Müslümanın Ramazan Günlüğü

Ramazan, Allah'ımızın gaybî semalarından gelip ümmet ufuklarında dolaşan, kalp bahçelerimize feyiz ve bereketler saçan bir rahmet ve saadet nisanıdır.

Nisan yağmurlarındaki şifa gibi, hayat veren, diriltici, bir unsur gibi, Ramazan rahmeti de insanın yaratılışındaki gizli hakikat tohumlarını yeşerterek onun mükerremiyyetini ortaya çıkarır. İnsanı, maddenin ağır yükü altında ezilmekten, ona esaretten kurtarıp, manevî alemlere açılmasına, ruhanî havayı teneffüs etmesine imkan verir. Gelip geçici zevklerden, fani pırıltılardan, bakî lezzetlere ulaştırır. Zira "misli yok bir ibadet" diye bildirilen oruç bu ayda farz kılınmıştır.

Kalbleri yalnız Allah muhabbeti etrafında pervaneleştirmeye, gönüllerimize ebediyet saatlerinin heyecanlarını yaşatmaya vesile yegane ibadettir oruç. İnsanın süzülerek adeta meleksima bir hal almasını, melekkiyyet sıfatları kazanmasını sağlar oruç.

Her insan İslâm fıtratı üzere doğar. Bembeyaz süt gibidir fıtratımız. Leke yoktur. Kir değil, toz bile konmamıştır. Pırıl pırıl, cıvıl cıvıldır. Bu fıtrat insanı her zaman İslâm'ın baharına sevk etmek ister. O için için bu güzel duygularla coşarak büyür. Büyüdükçe kendini ve çevresini bir bahar gibi çiçeklerle benzemek ister. Çevresini, evini, işini, sokağını hep bu güzelliklerle donatmaya gayret eder. Çünkü onu yaratan, Allah-celle celalühü bu fıtrat güzelliğini muhafaza edebilmesi için "Ey iman edenler! Allah'tan hakkıyla korkun. Sadıklarla, salihlerle beraber olun". buyurmuştur. Bu emir onun hayat düsturu olmuştur.

Ramazan ve oruç içimizdeki bu fıtrat güzelliklerini muhafaza için önümüze açılmış bir fırsat, bir ibadet günleridir. Bu günler, her mü'minin gönlünde bir heyecan uyandırır. İmanî bir vecd duyar, ameller çoğalır, hayırlar, bereketler artar. Mü'minin gönlü, kandillerle aydınlanan ufuklara doğru yeni bir hayata açılır.

## [Görev amacı]
Ramazan ve oruç üzerine yazılmış metnin bir sonraki bölümünü, son cümlesinden itibaren yazarak tamamlayın.

## [Alıntılanan veriler]
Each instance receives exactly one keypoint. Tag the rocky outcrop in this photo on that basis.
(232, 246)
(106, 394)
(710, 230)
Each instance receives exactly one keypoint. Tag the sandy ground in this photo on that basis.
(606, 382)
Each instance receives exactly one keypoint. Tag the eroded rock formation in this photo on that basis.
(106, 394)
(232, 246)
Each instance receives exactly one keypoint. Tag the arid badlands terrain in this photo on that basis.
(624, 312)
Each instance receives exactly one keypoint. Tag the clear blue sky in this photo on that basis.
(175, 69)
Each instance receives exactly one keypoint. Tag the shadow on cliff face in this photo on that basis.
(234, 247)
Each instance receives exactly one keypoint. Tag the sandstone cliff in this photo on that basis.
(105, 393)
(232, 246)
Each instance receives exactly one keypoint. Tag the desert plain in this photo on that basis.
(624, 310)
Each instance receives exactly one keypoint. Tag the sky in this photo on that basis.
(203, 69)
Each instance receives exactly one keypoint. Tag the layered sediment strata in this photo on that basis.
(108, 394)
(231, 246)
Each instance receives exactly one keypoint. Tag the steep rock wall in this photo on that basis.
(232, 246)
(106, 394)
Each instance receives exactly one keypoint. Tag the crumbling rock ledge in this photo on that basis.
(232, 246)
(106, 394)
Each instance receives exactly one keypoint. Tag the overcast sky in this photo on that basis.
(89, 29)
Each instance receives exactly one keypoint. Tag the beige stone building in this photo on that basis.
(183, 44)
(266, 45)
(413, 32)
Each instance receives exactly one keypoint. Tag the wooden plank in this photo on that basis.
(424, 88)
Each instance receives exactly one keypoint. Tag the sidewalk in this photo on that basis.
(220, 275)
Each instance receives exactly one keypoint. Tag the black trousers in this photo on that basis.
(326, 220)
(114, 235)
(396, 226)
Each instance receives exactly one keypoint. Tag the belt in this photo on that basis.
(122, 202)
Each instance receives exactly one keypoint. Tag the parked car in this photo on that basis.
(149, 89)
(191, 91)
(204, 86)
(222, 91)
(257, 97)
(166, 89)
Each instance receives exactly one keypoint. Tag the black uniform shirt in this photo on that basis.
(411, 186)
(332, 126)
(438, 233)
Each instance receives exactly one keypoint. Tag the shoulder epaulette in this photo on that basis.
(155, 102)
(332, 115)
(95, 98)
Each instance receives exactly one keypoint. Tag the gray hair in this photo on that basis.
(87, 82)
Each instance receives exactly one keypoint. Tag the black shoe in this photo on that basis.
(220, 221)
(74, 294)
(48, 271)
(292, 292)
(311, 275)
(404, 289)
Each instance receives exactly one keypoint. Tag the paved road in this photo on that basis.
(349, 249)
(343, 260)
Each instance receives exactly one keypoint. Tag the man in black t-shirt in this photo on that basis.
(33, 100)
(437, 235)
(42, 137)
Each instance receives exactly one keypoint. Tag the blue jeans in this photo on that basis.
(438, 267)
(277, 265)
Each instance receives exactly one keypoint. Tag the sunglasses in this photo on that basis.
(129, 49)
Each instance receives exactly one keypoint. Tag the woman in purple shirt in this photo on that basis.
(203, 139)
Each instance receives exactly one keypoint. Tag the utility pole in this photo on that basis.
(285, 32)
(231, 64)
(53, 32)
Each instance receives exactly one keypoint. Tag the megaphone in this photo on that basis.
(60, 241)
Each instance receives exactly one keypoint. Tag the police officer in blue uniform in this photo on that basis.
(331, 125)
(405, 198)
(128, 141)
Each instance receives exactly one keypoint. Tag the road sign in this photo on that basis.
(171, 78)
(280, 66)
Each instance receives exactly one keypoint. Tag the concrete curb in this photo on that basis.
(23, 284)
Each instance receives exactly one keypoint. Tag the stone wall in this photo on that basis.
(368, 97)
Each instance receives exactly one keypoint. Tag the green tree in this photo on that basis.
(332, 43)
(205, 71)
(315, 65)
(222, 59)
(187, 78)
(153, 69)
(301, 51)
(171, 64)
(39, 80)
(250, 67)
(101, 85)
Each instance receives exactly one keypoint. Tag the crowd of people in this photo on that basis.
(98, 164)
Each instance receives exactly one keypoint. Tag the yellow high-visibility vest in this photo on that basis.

## [Alıştırma çıktısı]
Ramazan günleri, oruçsuz geçen günlerle müsavi olmamalı. Her Müslümanın bir Ramazan günlüğü olmalı. Sevgili Peygamberimiz hadisleriyle bu programı bildirmişler hayatında tatbikatıyla da bizlere göstermişlerdir. Buyurmuşlardır ki:

"Sahur yemeği yiyin. Çünkü sahurda Feyiz ve bereket vardır. Bir yudum su içmek bile olsa sahuru terk etmeyin.

SAHUR NEŞ'ESİ

Günlük yaşantımızda ilk değişiklik, seher vaktinde kalkmak, bir iki lokma ile de olsa sahur bereketini, seher feyzini gönle doldurmakla başlıyor. Evimizde bir neşe, camimizde bir coşku, mahallemizde bir dirilik, çocuklar da bir sevinç daha seherde başlıyor. Allah'ın rahmetinin mü'minlere sağnak sağnak boşalacakmışçasına yaklaştığı seher vaktinde...

Hacet kapıları açık, gönüller yumuşacık, iç içe bildiğin kadar sevgiyi... al alabildiğin kadar rahmet-i ilahiyyeyi...

İmsak ile lahûti bir hayata girilir. Ağız yıkanır, niyet edilir, ve cihad başlar nefisle... Zaten bütün ibadetlerin özüdür nefis mücahedesi. Rabbımız «Bizim için mücahede edenlere, bize ulaştıran yolları göstereceğiz.» (Ankebut:69) buyuruyor: Hidayete ermek, kendinle mücahededen başlıyor. Yusuf suresinin 53. ayetinde; «Muhakkak nefs kötülüğü emreder.» buyurularak bizlerin dikkati nefis mücahadelesine çekilmektedir. Nefsin heva ve hevesini kıran yegane ibadet de oruçtur. "Oruç cehenneme karşı bir siper, günahlara karşı bir kalkandır" buyuruyor Allah'ın Resûlü...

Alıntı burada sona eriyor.